### What you should do
Your reply should repeat, exactly, the line containing "point: faucet handle" and the rest of the material after it.

### Given data
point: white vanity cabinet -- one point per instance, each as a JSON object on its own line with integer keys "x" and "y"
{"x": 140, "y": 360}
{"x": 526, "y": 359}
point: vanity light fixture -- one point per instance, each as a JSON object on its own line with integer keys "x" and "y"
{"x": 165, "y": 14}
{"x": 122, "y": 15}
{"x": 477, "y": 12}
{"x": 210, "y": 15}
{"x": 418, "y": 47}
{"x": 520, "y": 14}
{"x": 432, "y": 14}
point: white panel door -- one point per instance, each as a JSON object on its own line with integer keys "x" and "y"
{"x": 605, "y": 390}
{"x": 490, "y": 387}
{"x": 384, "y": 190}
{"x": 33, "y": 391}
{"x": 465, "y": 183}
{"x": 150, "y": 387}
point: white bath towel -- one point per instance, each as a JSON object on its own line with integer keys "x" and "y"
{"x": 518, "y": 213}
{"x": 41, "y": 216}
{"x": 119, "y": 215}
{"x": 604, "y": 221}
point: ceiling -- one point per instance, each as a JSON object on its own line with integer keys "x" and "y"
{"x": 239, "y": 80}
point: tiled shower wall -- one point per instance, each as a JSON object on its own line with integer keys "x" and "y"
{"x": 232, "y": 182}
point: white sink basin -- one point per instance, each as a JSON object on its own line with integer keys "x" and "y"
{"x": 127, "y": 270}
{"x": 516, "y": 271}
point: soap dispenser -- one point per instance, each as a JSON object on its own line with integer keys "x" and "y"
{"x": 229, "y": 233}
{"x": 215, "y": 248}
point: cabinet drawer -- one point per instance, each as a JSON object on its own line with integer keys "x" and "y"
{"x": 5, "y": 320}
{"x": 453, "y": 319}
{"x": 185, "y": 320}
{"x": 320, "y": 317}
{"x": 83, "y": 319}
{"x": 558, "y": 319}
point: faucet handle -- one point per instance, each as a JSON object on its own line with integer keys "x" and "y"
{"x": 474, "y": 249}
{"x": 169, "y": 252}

### Answer to the problem
point: faucet handle -- one point per instance, each as a JSON object on its own line with integer keys "x" and "y"
{"x": 474, "y": 249}
{"x": 169, "y": 252}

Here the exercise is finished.